(begin)
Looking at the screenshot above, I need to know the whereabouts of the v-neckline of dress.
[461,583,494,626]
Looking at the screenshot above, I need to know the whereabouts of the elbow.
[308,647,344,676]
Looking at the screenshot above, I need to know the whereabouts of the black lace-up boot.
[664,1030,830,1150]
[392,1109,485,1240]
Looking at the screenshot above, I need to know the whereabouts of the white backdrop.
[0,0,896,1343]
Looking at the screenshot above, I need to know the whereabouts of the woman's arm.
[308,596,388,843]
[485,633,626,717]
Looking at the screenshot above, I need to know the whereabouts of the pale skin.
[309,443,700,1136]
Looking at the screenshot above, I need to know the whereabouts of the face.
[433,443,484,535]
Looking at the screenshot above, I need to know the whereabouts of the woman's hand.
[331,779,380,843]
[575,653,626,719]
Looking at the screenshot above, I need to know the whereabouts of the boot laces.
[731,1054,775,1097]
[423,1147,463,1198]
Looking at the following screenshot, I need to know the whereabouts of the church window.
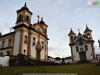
[26,15,29,21]
[85,45,88,51]
[2,41,5,47]
[45,29,47,34]
[91,53,92,56]
[76,46,79,52]
[42,41,44,48]
[8,39,12,46]
[0,52,3,56]
[87,33,90,38]
[45,45,46,51]
[33,37,36,45]
[19,15,22,22]
[7,51,10,56]
[71,36,73,40]
[24,35,27,43]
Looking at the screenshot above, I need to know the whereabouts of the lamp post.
[24,50,26,55]
[98,39,100,48]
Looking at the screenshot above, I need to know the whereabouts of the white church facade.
[68,25,96,62]
[0,3,49,61]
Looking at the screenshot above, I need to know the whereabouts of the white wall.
[0,35,13,48]
[0,49,11,55]
[72,46,80,61]
[22,31,28,55]
[86,44,93,60]
[72,44,93,61]
[64,59,72,64]
[54,60,62,64]
[0,56,9,66]
[31,34,48,60]
[13,31,21,55]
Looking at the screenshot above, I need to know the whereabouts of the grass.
[0,64,100,75]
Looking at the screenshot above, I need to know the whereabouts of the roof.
[84,24,92,33]
[68,28,75,35]
[17,2,32,15]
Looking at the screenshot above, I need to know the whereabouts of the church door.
[80,52,86,62]
[36,50,40,60]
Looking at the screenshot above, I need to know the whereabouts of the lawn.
[0,64,100,75]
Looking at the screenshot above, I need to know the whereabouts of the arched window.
[7,51,10,56]
[85,45,88,51]
[76,46,79,52]
[33,37,36,45]
[44,29,47,34]
[18,15,22,22]
[24,35,27,43]
[8,39,12,46]
[45,45,47,51]
[87,33,90,38]
[26,15,29,21]
[71,36,73,41]
[42,41,44,48]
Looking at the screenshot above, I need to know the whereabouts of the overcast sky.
[0,0,100,57]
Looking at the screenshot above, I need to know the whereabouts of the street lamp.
[98,39,100,48]
[24,50,26,55]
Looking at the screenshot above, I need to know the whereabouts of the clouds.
[0,0,100,57]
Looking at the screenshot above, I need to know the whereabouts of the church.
[0,3,49,61]
[68,25,96,62]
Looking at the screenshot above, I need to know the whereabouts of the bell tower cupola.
[16,2,32,26]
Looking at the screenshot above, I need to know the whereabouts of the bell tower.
[84,24,93,39]
[68,28,76,43]
[16,2,32,26]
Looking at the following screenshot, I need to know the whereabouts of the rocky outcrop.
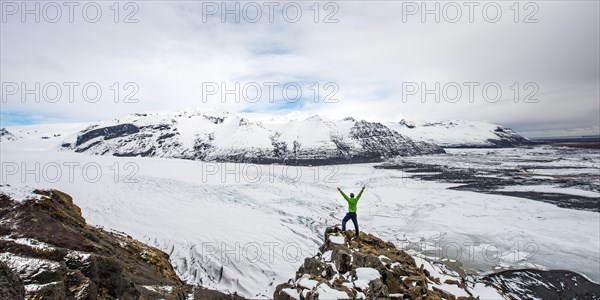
[273,227,486,299]
[273,227,600,300]
[0,187,245,299]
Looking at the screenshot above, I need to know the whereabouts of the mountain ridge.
[3,111,529,165]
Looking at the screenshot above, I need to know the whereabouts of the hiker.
[338,186,365,238]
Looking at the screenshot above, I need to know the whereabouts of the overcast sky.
[0,1,600,136]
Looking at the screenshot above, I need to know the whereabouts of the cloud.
[0,1,600,137]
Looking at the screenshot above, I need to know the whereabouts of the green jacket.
[340,187,365,212]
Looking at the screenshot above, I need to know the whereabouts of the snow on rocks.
[273,227,502,299]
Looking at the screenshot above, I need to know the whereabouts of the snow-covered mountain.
[0,128,19,141]
[62,112,444,165]
[386,119,532,148]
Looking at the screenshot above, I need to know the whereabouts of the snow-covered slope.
[0,128,19,141]
[62,112,444,165]
[0,139,600,299]
[386,119,531,148]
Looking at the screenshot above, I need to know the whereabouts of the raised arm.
[338,188,350,201]
[356,186,365,201]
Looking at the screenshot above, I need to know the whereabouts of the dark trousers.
[342,212,358,236]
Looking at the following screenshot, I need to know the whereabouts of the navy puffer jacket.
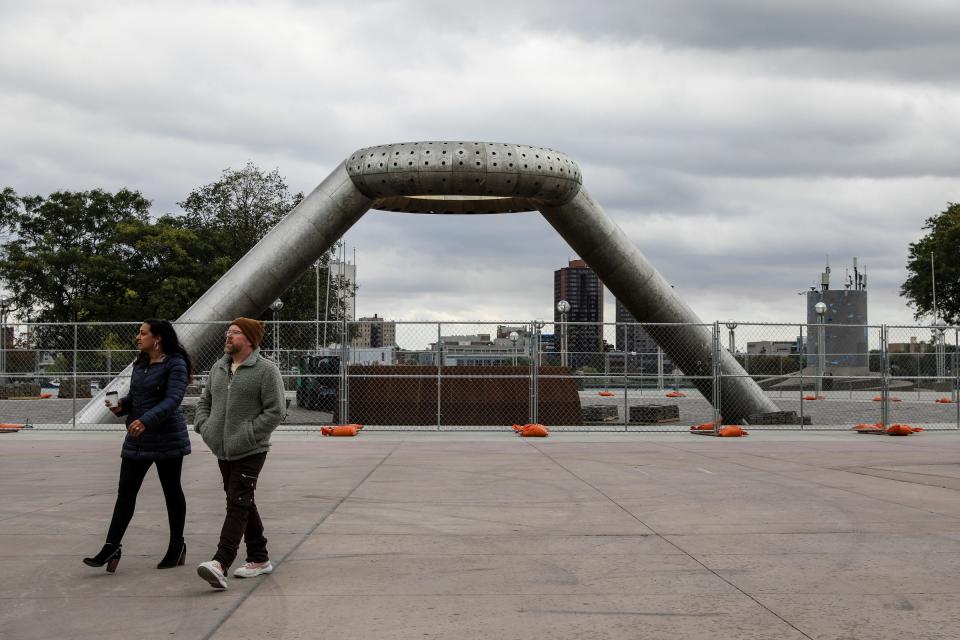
(end)
WHAT YOU SHOULD DO:
Reproduce every line of the records above verbatim, but leave the pictures out of your answer.

COMPLETED TASK:
Looking at the screenshot above, I need to know the whereabouts of the v-neckline of dress.
[461,583,494,626]
Looking at the screenshot above, I need to know the whereabouts of the elbow.
[308,647,344,676]
Looking at the screenshot above, I need to know the whereabouts of the black lace-up boot.
[664,1030,830,1150]
[392,1109,485,1240]
Looking at the screenshot above, I need to know the whereabouts of the white backdrop.
[0,0,896,1343]
Looking at the screenshot above, I need to know the whereabouts of the woman's arm.
[308,596,388,843]
[485,633,626,717]
Looking at the screenshot above, I need to know the whereabouts of the pale skin.
[309,443,700,1136]
Looking at the screenshot above, I need to know the whereabouts of the face.
[433,443,484,535]
Looking at the screenshot above, I need to know the whereabouts of the woman's hand.
[331,779,380,843]
[575,653,626,719]
Looking at the screenshot above, I need to know the whereabouts of the boot laces.
[731,1054,775,1097]
[423,1147,463,1198]
Looking at the following screenshot, I need to know the whereabouts of the church window.
[26,15,29,21]
[85,45,88,51]
[2,41,5,47]
[45,29,47,34]
[91,53,92,56]
[76,46,79,52]
[42,41,44,48]
[8,39,12,46]
[0,52,3,56]
[87,33,90,38]
[45,45,46,51]
[33,37,36,45]
[19,15,22,22]
[7,51,10,56]
[71,36,73,40]
[24,35,27,43]
Looking at the screenshot above, I need to know the whereabouts of the lamp post.
[24,50,26,55]
[98,39,100,48]
Looking at the screenshot above, I need to know the whereabouts of the white church facade.
[68,25,96,62]
[0,3,49,61]
Looking at the screenshot above, I need to know the whereabouts of the white wall.
[0,35,13,48]
[0,49,11,55]
[72,46,80,61]
[22,31,28,55]
[86,44,93,60]
[72,44,93,61]
[64,59,72,64]
[54,60,62,64]
[0,56,9,66]
[31,34,48,60]
[13,31,21,55]
Looking at the screenshot above, I need to know the whereabouts of the grass.
[0,64,100,75]
Looking at the screenshot above, I need to know the whereabouts of the roof.
[84,24,92,33]
[68,28,75,35]
[17,2,32,15]
Looking at the screenshot above, I need to know the whereabouts of the church door.
[80,52,86,62]
[36,50,40,60]
Looking at the screenshot above, I need to know the whereabouts of the lawn.
[0,64,100,75]
Looking at the screenshot above, I need to know the whereabouts of the arched window.
[7,51,10,56]
[85,45,88,51]
[76,46,79,52]
[33,37,36,45]
[44,29,47,34]
[18,15,22,22]
[24,35,27,43]
[8,39,12,46]
[45,45,47,51]
[87,33,90,38]
[26,15,29,21]
[71,36,73,41]
[42,41,44,48]
Looking at the screenshot above, I need to know the whereabouts of the overcast sky.
[0,0,100,57]
Looking at the screenshot above, I need to know the whereabouts of the street lamp.
[98,39,100,48]
[24,50,26,55]
Looking at the screenshot above, I need to know the whereabouts of the clouds.
[0,0,100,57]
Looking at the screenshot above, I need to know the whereabouts of the church.
[0,3,49,61]
[68,25,96,62]
Looking at the screenshot above, I need to know the whereabouts of the bell tower cupola.
[16,2,32,26]
Looking at the screenshot above, I need to know the whereabouts of the bell tower.
[84,24,93,39]
[68,28,76,43]
[16,2,32,26]
Looking at the following screenshot, I need to know the whereabouts of the rocky outcrop.
[273,227,486,299]
[273,227,600,300]
[0,187,245,299]
Looking at the screenshot above, I need to know the whereabouts of the mountain ridge.
[3,111,529,165]
Looking at the screenshot above, I need to know the whereabouts of the hiker.
[338,186,365,238]
Looking at the screenshot above, I need to know the whereabouts of the overcast sky.
[0,1,600,136]
Looking at the screenshot above, I need to know the whereabouts of the cloud.
[0,1,600,137]
Looking at the screenshot above, I need to know the whereabouts of the green jacket.
[340,187,365,212]
Looking at the screenshot above, I need to know the whereabouts of the snow on rocks.
[273,227,502,299]
Looking at the screenshot above, I need to know the whereabouts of the snow-covered mountain.
[0,128,19,141]
[62,112,444,165]
[386,119,532,148]
Looking at the screenshot above, I need to know the whereabouts of the snow-covered slope.
[0,128,19,141]
[62,112,444,165]
[0,139,600,299]
[386,119,531,148]
Looking at the screenshot above, I need to know the whereabouts of the raised arm.
[338,188,350,201]
[356,186,365,201]
Looking at the screenshot above, I need to know the whereabouts of the dark trousers.
[342,212,358,236]
Looking at the following screenshot, I need to know the whereabouts of the navy puffer jacket.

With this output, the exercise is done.